## Work to be completed
Would you restate, exactly as they appear, the lines from the one containing "Please indicate the wooden" through the end of the data below?

Collected data entries

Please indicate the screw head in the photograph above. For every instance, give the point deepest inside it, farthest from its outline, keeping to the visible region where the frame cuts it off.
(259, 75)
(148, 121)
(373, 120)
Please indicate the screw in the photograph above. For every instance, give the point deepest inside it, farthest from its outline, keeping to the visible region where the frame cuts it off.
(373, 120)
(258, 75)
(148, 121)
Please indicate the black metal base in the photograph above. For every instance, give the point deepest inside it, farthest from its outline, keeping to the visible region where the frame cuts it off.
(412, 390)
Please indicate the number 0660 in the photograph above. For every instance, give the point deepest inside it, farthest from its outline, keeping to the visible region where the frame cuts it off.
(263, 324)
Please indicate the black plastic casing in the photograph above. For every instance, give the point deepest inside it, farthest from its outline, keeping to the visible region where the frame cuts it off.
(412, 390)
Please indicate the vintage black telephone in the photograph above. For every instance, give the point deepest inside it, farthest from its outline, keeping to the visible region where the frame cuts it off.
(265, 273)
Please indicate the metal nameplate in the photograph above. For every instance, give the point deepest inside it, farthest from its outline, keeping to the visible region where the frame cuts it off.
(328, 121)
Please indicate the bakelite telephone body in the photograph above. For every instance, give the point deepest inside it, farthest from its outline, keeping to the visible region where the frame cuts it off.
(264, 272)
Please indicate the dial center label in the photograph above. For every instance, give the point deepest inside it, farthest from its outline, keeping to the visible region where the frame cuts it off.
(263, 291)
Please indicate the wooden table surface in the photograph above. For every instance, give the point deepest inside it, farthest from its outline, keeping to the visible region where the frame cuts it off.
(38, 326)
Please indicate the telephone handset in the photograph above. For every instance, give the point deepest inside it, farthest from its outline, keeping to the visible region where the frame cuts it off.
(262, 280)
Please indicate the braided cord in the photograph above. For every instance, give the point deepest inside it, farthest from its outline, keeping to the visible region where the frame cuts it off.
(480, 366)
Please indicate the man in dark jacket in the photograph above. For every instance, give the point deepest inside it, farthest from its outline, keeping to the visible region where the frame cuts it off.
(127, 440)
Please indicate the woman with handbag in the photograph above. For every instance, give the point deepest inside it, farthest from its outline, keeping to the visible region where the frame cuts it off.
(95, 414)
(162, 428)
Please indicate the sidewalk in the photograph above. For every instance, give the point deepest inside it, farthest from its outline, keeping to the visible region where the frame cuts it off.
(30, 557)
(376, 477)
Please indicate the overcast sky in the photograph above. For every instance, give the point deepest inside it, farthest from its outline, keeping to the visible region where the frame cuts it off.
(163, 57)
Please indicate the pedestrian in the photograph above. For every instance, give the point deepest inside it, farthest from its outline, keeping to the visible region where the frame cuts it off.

## Reply to the task
Please indicate the wooden table surface in the photograph above. For every instance, give the point deepest inside it, farthest from its outline, keeping to the visible region where the frame cuts it off.
(38, 326)
Please indicate the telephone handset in the photograph above. For every instance, give the point deepest inside it, farthest from its outline, keeping to the visible region where the frame cuts it off.
(262, 280)
Please indicate the braided cord in the photograph above. For every instance, give the point deepest inside it, farthest from its outline, keeping to the visible region where the frame cuts it off.
(480, 366)
Please indicate the man in dark jacket in the photograph above. For every instance, give the point deepest inside it, farthest from its outline, keeping to the visible region where the frame cuts it off.
(127, 440)
Please indicate the woman with handbag in the photograph above. For every instance, give the point deepest inside it, farthest from its outline, keeping to the visible region where the frame cuts it off.
(95, 414)
(162, 428)
Please indicate the sidewalk in the photograph above. For every instance, give the point deepest inside it, farthest from its outline, keeping to the visible region where the frame cuts it off.
(30, 557)
(376, 477)
Please indicate the overcast sky in the photograph above. For every instance, give the point deepest inside it, farthest from its outline, keeping to the visible region where the frame cuts it off.
(163, 57)
Please indicate the pedestrian in the photograph above. For every instance, give the point deepest inside it, farthest from its outline, keeping to the visible region where the frame cuts it off.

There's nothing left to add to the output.